### REQUIREMENT
Carry on the article about small-format retail stores, starting after its final sentence.

Raincoats can be bought on the spot, and be delivered within two or three days, or purchased later on the site that the QR code summons on a smartphone. Customizations are possible with a six-week turnaround.

The partners consider the Copenhagen unit a test, but their aim is to roll out compact stores to more cities, lauding the lower rental costs and other efficiencies. In Copenhagen, the tiny storefront joins a district full of galleries and antique shops.

Given that compact stores require lower capital expenditure, and offer slightly higher margins, Helle said he could envision from five to 20 more, with the next one likely to sprout in London, where the company once operated a full-size pop-up in Piccadilly.

Several other brands that market more technical clothing recently unveiled plans to open smaller-format stores.

Canadian outdoor label Arc’teryx disclosed plans to open smaller, Icon stores in the U.S. this fall. The first opened in Walnut Creek, Calif., and three others are to debut in New York City, as well as two in San Francisco before the end of the year.

Nike, meanwhile, said it will open between 150 and 200 new “small footprint, digitally enabled monobrand stores in North America and EMEA [Europe, the Middle East and Africa].”

On the designer end, Comme des Garçons has been a pioneer with its freestanding Pocket stores, the first of which opened in Paris in 2008, mainly stocking the Japanese firm’s Play, Wallets and Parfum collections.

Adrian Joffe, president of Comme des Garçons International, has likened the concept to a convenience store. There are 25 in the world, including six in Japan, all roughly 20 square meters in size.

### EXTRACTED RECORDS
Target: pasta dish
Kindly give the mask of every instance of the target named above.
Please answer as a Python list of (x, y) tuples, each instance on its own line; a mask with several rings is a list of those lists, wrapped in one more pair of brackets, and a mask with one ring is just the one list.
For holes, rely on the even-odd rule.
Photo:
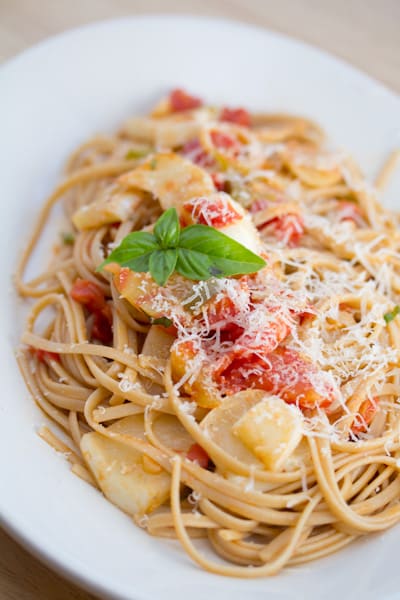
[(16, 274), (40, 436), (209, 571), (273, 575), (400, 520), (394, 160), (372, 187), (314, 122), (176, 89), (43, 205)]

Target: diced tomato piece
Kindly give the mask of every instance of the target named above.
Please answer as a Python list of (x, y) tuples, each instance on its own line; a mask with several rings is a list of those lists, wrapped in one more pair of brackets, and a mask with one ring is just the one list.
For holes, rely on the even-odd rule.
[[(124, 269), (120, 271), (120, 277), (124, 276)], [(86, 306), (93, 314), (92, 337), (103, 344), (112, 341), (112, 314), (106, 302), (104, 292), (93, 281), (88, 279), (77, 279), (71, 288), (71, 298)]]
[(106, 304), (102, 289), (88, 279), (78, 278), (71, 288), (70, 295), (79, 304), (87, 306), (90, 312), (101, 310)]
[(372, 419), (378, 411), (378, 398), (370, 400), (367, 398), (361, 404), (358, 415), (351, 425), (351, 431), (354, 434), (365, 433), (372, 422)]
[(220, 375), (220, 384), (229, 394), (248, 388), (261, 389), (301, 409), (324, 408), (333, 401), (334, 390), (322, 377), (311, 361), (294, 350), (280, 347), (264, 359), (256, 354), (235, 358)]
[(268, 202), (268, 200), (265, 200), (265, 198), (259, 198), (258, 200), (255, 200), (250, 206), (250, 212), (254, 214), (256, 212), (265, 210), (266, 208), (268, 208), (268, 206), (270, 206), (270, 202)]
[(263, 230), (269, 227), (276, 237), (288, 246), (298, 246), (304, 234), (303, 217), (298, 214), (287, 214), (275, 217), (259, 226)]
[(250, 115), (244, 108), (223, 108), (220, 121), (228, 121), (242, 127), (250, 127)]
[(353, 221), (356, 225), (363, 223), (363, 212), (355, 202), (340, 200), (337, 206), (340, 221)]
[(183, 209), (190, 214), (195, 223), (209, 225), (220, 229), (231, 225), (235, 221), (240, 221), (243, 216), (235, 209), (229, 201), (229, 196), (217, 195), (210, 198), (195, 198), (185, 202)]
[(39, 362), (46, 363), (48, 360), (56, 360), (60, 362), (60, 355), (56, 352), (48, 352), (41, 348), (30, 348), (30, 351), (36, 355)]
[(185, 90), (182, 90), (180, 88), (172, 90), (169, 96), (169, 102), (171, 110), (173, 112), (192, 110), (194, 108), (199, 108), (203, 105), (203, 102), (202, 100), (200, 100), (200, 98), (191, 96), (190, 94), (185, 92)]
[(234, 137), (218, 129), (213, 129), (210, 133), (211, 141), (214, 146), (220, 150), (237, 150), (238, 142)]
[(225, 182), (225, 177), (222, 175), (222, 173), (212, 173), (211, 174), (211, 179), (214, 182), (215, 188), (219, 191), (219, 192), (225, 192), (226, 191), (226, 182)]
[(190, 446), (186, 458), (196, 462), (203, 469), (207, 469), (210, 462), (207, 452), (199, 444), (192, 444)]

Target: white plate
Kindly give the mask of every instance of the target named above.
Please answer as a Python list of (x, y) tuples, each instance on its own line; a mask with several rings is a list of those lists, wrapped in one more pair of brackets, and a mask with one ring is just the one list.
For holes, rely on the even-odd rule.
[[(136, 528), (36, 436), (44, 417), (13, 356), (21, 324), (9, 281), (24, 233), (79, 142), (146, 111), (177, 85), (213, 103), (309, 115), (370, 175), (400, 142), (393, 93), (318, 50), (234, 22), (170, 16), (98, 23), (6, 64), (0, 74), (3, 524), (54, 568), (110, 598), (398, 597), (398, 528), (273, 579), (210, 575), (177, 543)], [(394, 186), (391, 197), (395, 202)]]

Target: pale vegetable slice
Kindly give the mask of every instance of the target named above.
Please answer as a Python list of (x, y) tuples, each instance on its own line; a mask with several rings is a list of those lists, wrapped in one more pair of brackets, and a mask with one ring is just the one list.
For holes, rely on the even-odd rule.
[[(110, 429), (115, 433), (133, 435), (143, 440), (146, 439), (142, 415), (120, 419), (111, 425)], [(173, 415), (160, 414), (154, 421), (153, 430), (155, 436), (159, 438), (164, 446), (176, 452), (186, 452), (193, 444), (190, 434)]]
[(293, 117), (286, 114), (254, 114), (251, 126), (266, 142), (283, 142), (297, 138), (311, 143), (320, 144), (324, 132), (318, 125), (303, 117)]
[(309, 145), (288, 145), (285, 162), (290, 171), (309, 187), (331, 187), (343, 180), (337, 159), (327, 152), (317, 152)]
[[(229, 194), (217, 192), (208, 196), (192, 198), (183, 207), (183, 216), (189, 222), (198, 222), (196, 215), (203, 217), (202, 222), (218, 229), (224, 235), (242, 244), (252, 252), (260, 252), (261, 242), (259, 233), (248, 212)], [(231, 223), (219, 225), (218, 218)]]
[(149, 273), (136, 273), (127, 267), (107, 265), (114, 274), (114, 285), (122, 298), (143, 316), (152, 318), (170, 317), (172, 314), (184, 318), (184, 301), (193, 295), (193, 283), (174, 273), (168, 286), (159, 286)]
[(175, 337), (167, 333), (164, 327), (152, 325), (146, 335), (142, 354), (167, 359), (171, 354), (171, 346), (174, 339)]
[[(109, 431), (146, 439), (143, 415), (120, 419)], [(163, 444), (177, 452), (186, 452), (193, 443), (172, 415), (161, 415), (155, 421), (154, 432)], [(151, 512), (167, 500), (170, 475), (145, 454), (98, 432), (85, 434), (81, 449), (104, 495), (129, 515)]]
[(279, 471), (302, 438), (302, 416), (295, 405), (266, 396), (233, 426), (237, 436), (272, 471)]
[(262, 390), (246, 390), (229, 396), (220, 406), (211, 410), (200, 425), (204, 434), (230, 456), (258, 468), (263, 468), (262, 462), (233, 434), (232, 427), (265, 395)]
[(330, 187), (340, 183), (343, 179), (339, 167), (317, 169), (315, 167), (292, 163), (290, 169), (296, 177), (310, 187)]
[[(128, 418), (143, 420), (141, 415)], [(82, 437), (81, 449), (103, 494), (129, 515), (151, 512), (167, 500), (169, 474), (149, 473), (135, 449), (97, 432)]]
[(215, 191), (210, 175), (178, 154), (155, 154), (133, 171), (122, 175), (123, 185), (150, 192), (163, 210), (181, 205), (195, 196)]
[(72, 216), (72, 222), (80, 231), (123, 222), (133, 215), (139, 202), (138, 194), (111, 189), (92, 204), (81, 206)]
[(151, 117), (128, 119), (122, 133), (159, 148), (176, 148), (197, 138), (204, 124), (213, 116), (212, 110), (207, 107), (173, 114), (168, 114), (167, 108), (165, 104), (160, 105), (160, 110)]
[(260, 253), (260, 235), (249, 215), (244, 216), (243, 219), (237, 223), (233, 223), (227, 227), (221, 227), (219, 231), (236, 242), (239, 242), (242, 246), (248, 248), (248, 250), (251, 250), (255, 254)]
--
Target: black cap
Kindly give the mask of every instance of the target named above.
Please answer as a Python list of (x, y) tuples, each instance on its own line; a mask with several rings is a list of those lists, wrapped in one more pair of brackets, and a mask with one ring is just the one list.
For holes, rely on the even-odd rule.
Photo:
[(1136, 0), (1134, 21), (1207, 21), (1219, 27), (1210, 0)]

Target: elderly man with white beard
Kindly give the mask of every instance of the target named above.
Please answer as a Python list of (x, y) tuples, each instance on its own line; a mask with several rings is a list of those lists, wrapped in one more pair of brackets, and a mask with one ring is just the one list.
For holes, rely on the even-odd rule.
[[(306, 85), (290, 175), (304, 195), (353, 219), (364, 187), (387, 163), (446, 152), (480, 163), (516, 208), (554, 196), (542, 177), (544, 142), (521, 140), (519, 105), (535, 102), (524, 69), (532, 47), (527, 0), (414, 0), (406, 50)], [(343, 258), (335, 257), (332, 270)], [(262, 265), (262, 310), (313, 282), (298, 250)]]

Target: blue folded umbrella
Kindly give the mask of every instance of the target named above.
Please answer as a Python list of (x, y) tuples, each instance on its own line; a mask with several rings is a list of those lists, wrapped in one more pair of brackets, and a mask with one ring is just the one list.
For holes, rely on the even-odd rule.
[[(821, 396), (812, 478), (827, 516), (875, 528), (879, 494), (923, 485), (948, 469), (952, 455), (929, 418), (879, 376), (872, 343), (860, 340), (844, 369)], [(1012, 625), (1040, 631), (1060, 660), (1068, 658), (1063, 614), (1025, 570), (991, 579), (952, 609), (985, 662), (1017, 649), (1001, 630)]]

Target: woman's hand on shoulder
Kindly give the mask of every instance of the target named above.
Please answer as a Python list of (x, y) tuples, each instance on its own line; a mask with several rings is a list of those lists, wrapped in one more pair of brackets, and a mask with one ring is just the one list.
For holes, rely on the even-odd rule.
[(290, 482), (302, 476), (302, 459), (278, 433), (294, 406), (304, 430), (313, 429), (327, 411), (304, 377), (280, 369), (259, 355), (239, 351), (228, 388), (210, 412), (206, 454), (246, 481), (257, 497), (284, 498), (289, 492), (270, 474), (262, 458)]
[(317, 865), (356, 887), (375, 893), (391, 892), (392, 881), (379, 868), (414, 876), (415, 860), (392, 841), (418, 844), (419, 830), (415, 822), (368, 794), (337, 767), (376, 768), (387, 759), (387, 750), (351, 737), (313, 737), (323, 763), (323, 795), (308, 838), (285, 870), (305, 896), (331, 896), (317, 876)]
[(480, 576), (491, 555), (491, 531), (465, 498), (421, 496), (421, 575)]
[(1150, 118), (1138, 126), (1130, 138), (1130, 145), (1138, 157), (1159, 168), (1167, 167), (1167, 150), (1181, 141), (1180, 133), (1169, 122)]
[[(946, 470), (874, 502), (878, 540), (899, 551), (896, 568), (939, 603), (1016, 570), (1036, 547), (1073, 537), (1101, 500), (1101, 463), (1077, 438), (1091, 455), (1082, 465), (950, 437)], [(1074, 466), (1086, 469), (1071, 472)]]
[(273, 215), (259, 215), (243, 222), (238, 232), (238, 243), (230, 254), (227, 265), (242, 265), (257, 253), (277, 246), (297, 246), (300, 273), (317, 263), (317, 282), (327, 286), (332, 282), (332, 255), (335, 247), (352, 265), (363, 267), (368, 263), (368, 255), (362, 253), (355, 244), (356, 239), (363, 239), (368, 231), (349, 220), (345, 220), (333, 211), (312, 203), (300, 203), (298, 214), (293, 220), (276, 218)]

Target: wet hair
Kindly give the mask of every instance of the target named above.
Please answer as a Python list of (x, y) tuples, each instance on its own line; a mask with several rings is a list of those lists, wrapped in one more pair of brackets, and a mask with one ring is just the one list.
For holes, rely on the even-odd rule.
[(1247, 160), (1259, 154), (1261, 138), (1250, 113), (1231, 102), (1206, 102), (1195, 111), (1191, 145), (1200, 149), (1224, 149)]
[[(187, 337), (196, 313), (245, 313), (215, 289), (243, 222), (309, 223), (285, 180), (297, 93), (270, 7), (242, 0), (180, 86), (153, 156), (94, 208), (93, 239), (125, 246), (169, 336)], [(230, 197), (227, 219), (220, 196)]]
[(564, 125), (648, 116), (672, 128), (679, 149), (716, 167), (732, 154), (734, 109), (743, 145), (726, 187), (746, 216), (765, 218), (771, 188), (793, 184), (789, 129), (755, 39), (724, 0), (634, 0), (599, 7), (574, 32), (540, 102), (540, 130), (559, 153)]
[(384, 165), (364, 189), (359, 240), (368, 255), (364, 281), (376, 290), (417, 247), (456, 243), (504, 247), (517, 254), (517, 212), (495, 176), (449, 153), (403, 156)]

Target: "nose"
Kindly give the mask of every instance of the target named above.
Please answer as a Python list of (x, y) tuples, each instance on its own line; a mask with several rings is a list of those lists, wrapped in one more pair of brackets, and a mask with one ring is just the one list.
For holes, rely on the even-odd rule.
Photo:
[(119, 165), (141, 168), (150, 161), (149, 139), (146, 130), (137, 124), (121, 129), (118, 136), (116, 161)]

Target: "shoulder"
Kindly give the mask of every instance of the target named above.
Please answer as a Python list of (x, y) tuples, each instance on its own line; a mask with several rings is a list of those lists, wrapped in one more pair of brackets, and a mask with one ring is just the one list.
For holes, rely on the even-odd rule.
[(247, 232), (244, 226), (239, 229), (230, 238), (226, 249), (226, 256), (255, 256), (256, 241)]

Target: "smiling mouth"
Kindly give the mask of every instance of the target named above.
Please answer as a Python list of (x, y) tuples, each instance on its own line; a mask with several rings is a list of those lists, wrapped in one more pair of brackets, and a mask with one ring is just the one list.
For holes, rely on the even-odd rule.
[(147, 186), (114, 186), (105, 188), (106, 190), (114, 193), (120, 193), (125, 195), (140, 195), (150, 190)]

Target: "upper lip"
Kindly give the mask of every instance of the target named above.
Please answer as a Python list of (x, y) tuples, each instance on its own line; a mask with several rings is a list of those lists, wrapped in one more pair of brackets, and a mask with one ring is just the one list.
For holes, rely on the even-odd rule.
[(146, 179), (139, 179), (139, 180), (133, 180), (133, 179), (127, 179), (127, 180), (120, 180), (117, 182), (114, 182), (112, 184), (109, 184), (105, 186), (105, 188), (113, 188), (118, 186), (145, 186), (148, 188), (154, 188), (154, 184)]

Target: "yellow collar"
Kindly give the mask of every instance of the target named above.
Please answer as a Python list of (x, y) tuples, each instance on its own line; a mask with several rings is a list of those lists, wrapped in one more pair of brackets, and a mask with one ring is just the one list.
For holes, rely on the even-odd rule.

### REPLY TO THE EXERCISE
A Comme des Garçons “Pocket” store in Amsterdam. DIM BALSEM

The nascent trend to smaller stores seems to coexist with the other extreme of ever-larger formats: Fast-fashion chains Zara and H&M, for example, have each closed several locations in Paris while planting new megastores, according to Antoine Salmon, a partner and head of retail at Knight Frank France.

Marking its 10th year in business, Norwegian Rain distributes its coats to about 110 wholesale doors in 18 cities, with business concentrated in Japan, Korea and Western Europe.

While 20 percent of its business is done online, Helle and T-Michael are also staunch believers in physical retail, including flagships.

Finding diminutive real estate is a challenge, they acknowledged, with the advent of globalization and chain stores carving out bigger and bigger spaces, and gobbling up smaller spaces suited to niche retailers.

“Like everything else, now we’re probably entering a phase where we have a reaction to that and where people will think differently and start carving up those big spaces again,” Helle said. “Everything goes in cycles and we’re also very lucky that we can do this customization concept with our factory where they go away from mass production and make a line of more niche production. We are in a crisis and in crisis people are more likely to fail but also they are more in a position to be motivated and to think differently.”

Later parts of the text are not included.